> _EXERCISE INPUTS_
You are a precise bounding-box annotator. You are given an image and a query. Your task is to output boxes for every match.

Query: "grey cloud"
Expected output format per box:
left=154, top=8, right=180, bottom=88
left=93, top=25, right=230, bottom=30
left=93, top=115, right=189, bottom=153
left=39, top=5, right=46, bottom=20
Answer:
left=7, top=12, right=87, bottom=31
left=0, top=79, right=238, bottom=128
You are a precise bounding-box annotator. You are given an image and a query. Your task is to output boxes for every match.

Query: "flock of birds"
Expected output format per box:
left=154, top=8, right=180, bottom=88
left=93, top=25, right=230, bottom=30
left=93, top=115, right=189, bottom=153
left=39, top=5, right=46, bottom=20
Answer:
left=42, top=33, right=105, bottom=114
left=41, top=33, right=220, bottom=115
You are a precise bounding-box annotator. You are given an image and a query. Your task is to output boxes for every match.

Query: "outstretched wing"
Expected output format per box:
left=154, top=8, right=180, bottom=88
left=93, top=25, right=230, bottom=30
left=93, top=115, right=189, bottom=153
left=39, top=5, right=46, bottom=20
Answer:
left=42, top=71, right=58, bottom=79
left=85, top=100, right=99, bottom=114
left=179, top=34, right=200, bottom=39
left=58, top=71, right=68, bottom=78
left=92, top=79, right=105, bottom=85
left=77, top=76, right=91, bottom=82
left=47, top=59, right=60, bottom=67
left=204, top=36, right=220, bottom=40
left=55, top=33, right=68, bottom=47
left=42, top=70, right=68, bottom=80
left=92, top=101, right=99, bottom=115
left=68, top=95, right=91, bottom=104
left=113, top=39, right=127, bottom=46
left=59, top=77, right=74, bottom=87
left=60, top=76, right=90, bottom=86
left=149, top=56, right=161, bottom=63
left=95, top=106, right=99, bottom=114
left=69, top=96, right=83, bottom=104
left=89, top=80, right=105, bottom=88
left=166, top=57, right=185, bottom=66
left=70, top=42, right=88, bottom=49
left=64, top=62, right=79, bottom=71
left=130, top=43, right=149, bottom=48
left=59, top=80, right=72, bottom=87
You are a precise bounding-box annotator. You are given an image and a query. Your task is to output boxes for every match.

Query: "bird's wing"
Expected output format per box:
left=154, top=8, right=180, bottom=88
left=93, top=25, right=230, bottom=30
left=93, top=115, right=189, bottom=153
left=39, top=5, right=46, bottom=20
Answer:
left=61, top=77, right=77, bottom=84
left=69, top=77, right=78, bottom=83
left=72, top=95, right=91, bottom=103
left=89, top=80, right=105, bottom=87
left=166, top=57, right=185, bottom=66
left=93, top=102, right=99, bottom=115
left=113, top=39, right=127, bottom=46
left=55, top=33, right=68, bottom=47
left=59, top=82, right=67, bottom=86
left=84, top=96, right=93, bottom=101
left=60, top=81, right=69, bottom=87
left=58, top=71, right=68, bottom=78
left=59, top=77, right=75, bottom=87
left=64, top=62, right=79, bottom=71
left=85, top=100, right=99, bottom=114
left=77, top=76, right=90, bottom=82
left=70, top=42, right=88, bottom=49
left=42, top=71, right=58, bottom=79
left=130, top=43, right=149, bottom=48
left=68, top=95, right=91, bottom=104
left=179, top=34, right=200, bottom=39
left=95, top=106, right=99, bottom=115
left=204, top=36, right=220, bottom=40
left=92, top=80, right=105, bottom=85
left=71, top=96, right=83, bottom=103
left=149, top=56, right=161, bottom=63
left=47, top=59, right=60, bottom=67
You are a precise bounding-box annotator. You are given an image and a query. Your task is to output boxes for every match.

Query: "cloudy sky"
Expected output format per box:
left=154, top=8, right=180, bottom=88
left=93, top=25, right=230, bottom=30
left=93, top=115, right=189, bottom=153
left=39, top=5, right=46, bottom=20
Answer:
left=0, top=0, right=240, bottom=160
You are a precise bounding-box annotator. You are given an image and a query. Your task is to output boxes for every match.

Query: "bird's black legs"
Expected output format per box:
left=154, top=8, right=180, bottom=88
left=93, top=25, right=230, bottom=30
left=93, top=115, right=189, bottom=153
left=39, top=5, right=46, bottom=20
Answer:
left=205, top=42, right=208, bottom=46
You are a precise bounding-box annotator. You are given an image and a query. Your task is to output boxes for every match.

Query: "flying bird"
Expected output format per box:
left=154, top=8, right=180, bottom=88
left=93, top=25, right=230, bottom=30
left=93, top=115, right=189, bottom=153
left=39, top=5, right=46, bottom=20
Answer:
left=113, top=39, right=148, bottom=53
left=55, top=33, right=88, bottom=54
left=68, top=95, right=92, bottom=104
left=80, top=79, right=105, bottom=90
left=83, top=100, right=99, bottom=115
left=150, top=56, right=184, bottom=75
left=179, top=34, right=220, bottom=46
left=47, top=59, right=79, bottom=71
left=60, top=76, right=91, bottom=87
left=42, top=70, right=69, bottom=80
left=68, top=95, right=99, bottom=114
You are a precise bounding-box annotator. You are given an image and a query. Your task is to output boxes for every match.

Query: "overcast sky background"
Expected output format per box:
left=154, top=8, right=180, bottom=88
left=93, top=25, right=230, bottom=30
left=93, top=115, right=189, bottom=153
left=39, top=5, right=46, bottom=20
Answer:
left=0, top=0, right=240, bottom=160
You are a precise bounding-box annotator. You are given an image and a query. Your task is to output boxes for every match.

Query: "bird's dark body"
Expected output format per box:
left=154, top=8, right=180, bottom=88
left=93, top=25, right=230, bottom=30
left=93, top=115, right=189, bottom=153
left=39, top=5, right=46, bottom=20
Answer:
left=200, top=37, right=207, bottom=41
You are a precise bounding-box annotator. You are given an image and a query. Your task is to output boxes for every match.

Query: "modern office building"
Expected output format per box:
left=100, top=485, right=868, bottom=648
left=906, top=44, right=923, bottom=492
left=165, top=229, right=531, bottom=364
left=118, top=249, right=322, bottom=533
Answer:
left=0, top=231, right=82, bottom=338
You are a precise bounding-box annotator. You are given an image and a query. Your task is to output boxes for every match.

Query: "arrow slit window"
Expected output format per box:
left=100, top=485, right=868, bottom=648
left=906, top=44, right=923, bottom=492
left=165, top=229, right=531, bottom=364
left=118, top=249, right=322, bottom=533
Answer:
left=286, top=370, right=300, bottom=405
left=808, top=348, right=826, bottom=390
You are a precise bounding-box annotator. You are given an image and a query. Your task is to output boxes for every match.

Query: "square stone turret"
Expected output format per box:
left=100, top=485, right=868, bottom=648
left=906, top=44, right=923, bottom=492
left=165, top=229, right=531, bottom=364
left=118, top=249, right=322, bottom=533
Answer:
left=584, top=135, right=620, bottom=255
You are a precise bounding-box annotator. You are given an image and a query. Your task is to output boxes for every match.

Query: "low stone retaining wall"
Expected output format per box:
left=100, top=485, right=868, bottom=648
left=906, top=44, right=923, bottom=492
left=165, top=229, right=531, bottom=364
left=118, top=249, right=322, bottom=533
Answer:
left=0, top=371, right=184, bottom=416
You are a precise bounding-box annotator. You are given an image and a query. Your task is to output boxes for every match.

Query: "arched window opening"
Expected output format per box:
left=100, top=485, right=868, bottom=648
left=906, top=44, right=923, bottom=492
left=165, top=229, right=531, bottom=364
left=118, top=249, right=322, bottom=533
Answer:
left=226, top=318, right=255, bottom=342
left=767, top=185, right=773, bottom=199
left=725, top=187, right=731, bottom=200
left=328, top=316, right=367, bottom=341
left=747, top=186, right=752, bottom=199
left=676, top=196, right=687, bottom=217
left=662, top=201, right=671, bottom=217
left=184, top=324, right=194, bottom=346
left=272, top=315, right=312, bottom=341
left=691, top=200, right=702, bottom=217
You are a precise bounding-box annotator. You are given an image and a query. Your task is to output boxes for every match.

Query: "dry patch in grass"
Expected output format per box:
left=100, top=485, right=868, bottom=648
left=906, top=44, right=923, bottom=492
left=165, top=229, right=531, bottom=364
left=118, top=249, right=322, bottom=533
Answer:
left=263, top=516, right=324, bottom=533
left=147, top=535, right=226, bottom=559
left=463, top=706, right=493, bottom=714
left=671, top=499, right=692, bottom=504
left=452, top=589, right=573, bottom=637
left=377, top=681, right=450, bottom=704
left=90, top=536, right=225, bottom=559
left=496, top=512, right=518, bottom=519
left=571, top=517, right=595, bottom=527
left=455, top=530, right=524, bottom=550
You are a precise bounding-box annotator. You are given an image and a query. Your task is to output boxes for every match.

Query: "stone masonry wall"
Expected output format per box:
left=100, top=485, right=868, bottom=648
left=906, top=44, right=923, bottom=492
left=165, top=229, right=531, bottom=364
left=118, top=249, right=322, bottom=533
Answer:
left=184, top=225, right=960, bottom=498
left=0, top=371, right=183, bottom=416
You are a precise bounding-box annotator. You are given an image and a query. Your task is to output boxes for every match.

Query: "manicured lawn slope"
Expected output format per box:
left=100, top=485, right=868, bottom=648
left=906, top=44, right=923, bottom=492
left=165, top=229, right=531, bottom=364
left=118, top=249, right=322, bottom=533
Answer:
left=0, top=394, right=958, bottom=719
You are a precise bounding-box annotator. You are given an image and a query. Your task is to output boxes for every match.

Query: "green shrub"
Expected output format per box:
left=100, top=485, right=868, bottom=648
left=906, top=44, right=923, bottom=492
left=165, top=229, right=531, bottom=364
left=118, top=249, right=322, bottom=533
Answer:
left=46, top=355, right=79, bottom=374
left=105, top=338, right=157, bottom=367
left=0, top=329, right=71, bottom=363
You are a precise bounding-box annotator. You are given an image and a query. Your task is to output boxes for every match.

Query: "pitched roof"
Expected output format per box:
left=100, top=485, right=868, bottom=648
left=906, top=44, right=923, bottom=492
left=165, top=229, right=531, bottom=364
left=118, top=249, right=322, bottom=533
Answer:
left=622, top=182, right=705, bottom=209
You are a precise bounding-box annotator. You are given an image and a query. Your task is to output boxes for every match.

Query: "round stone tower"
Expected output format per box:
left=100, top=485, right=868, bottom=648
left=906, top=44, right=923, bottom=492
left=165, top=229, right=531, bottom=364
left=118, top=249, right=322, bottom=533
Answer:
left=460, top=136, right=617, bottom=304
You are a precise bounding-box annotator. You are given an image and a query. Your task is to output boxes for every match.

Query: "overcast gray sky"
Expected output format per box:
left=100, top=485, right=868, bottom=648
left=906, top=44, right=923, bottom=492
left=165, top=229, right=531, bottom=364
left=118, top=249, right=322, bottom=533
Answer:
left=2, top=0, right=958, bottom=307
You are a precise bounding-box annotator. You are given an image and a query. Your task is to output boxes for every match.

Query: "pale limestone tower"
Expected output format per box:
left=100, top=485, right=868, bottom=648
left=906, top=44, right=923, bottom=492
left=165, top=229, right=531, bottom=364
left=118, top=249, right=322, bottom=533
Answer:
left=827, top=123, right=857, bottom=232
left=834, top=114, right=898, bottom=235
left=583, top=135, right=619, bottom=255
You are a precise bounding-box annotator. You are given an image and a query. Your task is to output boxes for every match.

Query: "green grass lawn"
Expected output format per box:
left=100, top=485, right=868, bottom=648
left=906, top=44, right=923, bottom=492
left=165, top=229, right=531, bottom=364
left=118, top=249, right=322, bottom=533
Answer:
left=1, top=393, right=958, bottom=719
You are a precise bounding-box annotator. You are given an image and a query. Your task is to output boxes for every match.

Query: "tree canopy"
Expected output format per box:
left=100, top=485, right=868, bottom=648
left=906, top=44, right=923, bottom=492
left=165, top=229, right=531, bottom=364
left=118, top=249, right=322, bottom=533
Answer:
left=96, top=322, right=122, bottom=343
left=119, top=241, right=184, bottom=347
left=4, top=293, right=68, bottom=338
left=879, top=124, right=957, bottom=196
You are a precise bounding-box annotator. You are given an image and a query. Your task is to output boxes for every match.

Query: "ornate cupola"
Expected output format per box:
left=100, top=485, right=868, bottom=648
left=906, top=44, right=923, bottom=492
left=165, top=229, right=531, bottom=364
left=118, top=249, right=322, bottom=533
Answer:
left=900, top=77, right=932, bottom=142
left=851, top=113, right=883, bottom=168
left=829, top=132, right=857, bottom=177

> _WHAT YOU SHOULD DO_
Output each line of the listing in which the string "overcast" is found.

> _EXERCISE OUTPUT_
Query: "overcast sky background"
Query: "overcast gray sky"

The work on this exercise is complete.